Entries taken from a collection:
■ ■ ■ ■ ■ ■ ■

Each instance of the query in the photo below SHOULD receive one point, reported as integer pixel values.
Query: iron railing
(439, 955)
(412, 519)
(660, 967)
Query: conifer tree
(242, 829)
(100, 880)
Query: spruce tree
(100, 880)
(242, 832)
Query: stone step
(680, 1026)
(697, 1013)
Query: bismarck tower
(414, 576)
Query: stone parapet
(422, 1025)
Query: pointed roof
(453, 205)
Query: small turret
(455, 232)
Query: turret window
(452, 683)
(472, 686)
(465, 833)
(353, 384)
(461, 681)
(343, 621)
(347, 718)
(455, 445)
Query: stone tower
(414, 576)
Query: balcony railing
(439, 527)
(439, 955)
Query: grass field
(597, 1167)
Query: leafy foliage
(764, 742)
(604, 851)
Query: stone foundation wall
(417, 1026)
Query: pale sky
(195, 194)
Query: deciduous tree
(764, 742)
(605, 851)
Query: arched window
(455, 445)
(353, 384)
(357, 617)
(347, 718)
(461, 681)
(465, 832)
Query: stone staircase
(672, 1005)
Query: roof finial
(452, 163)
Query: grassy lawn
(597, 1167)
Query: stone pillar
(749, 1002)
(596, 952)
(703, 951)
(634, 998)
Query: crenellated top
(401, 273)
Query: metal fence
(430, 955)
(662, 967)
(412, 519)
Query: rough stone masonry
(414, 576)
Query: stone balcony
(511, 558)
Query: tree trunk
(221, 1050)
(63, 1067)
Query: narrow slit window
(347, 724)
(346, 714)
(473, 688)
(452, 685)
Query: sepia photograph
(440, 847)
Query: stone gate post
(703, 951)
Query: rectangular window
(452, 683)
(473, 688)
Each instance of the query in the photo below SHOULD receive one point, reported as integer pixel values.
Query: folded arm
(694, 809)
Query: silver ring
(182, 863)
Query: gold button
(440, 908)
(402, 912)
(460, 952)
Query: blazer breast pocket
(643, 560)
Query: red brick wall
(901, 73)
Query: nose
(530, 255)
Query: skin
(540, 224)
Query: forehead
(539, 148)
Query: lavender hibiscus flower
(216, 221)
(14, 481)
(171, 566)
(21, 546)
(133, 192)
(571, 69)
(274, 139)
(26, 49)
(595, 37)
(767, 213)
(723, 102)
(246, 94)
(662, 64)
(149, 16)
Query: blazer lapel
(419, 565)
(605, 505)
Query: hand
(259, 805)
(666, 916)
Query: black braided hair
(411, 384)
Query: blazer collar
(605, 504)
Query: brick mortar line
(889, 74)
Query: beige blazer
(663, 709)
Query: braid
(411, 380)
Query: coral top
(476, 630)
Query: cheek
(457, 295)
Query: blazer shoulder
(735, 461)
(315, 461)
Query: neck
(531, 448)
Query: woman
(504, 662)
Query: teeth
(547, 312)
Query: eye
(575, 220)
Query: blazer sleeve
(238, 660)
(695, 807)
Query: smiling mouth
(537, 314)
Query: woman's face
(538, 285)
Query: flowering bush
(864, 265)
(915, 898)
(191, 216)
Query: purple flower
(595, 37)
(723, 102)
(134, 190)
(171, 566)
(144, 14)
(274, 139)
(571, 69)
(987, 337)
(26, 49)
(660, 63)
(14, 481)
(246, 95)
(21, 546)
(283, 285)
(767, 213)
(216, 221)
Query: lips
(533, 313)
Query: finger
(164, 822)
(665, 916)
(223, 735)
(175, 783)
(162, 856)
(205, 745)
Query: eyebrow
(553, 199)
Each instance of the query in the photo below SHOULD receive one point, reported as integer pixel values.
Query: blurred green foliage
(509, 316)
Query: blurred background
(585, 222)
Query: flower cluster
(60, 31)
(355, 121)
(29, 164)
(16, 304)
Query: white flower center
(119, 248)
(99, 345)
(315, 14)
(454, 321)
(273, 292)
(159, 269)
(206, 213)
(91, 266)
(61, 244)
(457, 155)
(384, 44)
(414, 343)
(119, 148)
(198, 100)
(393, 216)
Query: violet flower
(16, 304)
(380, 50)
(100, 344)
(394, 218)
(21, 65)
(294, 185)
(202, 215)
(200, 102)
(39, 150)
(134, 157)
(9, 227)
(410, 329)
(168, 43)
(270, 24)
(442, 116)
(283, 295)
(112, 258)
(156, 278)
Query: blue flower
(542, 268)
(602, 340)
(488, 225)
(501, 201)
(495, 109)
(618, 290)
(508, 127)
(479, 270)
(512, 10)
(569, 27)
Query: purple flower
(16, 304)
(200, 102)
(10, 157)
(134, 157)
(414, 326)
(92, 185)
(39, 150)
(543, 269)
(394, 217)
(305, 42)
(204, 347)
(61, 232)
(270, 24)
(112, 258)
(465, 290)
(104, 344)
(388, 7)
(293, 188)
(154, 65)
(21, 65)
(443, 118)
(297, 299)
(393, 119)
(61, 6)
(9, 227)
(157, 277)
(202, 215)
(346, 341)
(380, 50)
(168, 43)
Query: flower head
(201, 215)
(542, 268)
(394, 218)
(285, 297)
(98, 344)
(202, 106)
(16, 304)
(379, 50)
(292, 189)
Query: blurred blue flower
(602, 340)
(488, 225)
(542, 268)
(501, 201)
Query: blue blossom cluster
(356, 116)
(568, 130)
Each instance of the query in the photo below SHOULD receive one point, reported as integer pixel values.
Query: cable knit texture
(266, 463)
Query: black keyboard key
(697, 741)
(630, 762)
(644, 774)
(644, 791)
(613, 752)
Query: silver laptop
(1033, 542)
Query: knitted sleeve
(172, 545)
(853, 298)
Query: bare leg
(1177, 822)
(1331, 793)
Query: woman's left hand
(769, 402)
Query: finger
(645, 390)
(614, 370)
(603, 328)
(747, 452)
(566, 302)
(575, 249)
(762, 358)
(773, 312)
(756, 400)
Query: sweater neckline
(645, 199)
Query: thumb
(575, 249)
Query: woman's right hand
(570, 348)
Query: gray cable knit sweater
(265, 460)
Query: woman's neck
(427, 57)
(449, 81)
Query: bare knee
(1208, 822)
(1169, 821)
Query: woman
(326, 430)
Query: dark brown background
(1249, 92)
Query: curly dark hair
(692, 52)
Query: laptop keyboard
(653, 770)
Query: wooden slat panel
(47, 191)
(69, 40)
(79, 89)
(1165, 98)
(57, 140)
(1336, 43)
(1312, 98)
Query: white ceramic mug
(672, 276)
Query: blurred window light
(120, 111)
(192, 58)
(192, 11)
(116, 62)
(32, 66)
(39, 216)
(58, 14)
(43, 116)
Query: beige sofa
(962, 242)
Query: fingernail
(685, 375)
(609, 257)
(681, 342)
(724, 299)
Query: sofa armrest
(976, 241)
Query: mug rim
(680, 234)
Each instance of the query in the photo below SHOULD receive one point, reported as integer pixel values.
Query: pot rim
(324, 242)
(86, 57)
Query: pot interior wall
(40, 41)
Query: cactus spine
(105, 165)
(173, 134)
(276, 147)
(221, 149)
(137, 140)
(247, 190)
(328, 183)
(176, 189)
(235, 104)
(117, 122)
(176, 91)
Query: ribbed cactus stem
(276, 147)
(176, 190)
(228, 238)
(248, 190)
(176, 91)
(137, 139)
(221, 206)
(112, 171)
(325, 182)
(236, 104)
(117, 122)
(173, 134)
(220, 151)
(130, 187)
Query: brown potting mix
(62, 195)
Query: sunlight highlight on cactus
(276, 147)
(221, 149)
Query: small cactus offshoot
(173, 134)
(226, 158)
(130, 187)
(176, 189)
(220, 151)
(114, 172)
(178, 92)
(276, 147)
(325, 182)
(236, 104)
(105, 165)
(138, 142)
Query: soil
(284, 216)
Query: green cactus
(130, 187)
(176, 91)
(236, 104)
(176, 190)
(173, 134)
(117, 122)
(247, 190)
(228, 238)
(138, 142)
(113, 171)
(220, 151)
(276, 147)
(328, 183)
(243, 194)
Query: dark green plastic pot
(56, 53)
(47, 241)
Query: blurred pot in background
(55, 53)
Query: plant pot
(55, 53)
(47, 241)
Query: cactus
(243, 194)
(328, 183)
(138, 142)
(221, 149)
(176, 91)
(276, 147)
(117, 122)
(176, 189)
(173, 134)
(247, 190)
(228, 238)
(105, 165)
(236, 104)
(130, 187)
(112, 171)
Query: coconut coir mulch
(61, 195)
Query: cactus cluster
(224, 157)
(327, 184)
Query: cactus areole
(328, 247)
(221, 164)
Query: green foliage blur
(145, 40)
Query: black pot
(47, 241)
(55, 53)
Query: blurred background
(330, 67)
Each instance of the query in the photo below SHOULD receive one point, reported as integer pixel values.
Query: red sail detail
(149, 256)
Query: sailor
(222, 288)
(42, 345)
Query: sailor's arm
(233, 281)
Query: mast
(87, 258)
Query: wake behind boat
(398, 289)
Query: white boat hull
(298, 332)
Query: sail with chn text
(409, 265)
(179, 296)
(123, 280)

■ ■ ■ ■ ■ ■ ■

WHAT THE EXERCISE ASKS =
Output the lines from the line containing "Query: dark green plastic pot" to the end, both included; add nothing.

EXPECTED OUTPUT =
Query: dark green plastic pot
(56, 53)
(47, 241)
Query: blurred pot in background
(55, 53)
Query: plant pot
(55, 53)
(47, 241)
Query: cactus
(243, 194)
(328, 183)
(138, 142)
(221, 149)
(176, 91)
(276, 147)
(117, 122)
(176, 189)
(173, 134)
(247, 190)
(228, 238)
(105, 165)
(236, 104)
(130, 187)
(112, 171)
Query: coconut coir mulch
(61, 195)
Query: cactus cluster
(224, 157)
(327, 184)
Query: cactus areole
(328, 247)
(221, 164)
Query: green foliage blur
(145, 40)
Query: black pot
(47, 241)
(55, 53)
Query: blurred background
(330, 67)
Each instance of the query in the photo below SHOULD receive one point, reported as integer pixel values.
Query: red sail detail
(149, 256)
Query: sailor
(222, 288)
(42, 345)
Query: sailor's arm
(233, 281)
Query: mast
(87, 258)
Query: wake behind boat
(398, 289)
Query: white boat hull
(298, 332)
Query: sail with chn text
(409, 265)
(179, 296)
(123, 280)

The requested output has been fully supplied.